Extract to read
+--

Although anaemia can affect anyone, the majority of those affected are women of child-bearing age.

That is a good start. The question is how to implement these recommendations, particularly in developing countries.

In a country like Bangladesh, daily consumption of micronutrient-rich foods—such as red meat, green leafy vegetables, and some nuts or seeds—is often not an option, owing to household financial constraints. Even if it were, lack of education about nutrition would hamper the necessary behavioral change.

But employers—especially those that provide lunch to workers—have the power to boost micronutrient consumption significantly among their labor forces, thereby reducing the incidence of anaemia. That is the conclusion of a recent study conducted by my colleagues and I at icddr,b, an international public-health research institute based in Dhaka, Bangladesh.

We began by developing several intervention packages, each involving some combination of nutritionally sufficient lunch meals, iron-folic acid (IFA) supplements, and nutrition-based behavior-change counseling (BCC). We then tested these solutions over a ten-month period on 1,310 women aged 18-42 working in four ready-made garment factories (eight in ten female garment workers in Bangladesh suffer from anaemia.)

The first set of women received a nutritionally enhanced lunch (with fortified rice) every day, one IFA supplement each week, and an “enhanced” BCC module (including information on anaemia and dietary diversity) each month. The second set received their usual lunch, no supplements, and a “regular” BCC module (including information about nutrition, but not specifically about anaemia or dietary diversity).

The third set of women—working at a factory with no lunch program—received twice-weekly IFA supplements (daily for pregnant women) and the enhanced BCC module, whereas the fourth received no lunch or supplements, and the regular BCC module.

The results were promising, to say the least. The implementation of a full nutrition package in the first factory reduced the prevalence of anaemia by 32 per cent. Even just the inclusion of IFA supplements and enhanced BCC sessions (in the third factory) brought a 12 per cent decline. Hemoglobin concentrations increased in both of these groups.

This reinforces the findings of separate studies, in which fortified foods caused the anaemia rate among participants to drop by 46 per cent over 6-11 months. Intermittent doses of IFA supplements reduced the prevalence of anaemia in menstruating women by 27 per cent.

+--

Supplied data
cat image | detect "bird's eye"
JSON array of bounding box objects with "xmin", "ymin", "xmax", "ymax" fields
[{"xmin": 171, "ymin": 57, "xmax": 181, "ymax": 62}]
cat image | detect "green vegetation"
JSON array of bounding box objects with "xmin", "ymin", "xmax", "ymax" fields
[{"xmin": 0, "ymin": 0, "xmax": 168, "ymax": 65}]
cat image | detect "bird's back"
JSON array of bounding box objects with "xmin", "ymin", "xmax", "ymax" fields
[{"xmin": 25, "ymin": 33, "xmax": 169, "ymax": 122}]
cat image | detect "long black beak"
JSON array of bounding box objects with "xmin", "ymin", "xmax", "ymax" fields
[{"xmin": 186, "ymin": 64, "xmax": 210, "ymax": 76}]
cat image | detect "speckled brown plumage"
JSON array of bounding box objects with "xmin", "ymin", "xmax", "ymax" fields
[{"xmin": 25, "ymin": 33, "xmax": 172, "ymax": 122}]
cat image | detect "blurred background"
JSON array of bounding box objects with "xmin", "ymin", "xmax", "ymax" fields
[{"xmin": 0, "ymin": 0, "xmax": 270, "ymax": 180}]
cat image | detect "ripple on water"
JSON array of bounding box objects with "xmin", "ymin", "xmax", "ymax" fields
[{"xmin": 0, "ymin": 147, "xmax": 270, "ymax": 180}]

+--

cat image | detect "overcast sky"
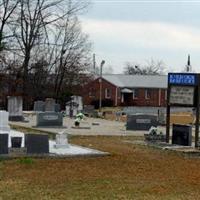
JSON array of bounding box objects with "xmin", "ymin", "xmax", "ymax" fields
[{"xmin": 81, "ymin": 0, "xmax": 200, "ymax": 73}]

+--

Tasks for this exercise
a - Using the text on anaemia among garment workers in Bangladesh, say whether each statement agrees with it: (i) the study involved 1,310 women working in four garment factories; (ii) the women in the third factory got lunch at work; (iii) the full nutrition package cut the rate of anaemia by 46 per cent. For each one, answer yes or no and quote the words from the text that decide it.
b - Continue the text on anaemia among garment workers in Bangladesh, starting after its last sentence.

Expected responses
a -
(i) Yes: "1,310 women aged 18-42 working in four ready-made garment factories"
(ii) No: "working at a factory with no lunch program"
(iii) No: "reduced the prevalence of anaemia by 32 per cent"

b -
In the icddr,b study, women from all four factories also reported a significant increase in knowledge of the main food groups, iron-containing foods, and the benefits of different vitamins and minerals as a result of the BCC sessions. But the actual results—including the regularity with which IFA supplements were taken—varied depending on the information relayed.

Among the second set of women, who received the regular BCC module and no other interventions, anaemia actually increased by 6 per cent. This indicates that dietary and nutritional adjustments—not social or demographic factors—make all the difference.

If the clinical evidence is not enough to convince companies to invest in combating anaemia among their workers, perhaps the productivity benefits will be. In our study, provision of a nutritionally enhanced lunch was associated with an increase in productivity: participants in the first factory were able to work more hours, and there were significantly fewer reports of common colds, urinary tract infections, and joint pain.

Nonetheless, we cannot count on companies to make the needed changes themselves. That is why icddr,b plans to engage Bangladeshi policymakers and other stakeholders who can effectively advocate for a comprehensive nutritional program to be introduced at all garment factories in Bangladesh.

We also plan to test the same packages in different settings—such as in schools or among domestic workers—in the hope that successful strategies can be rolled out more widely, especially in women-dominated workplaces. Such initiatives can serve as a model for other developing countries, where anaemia continues to damage—and even end—women’s lives.

Muttaquina Hossain is an assistant scientist in the Nutrition and Clinical Services Division at the International Centre for Diarrhoeal Disease Research, Bangladesh.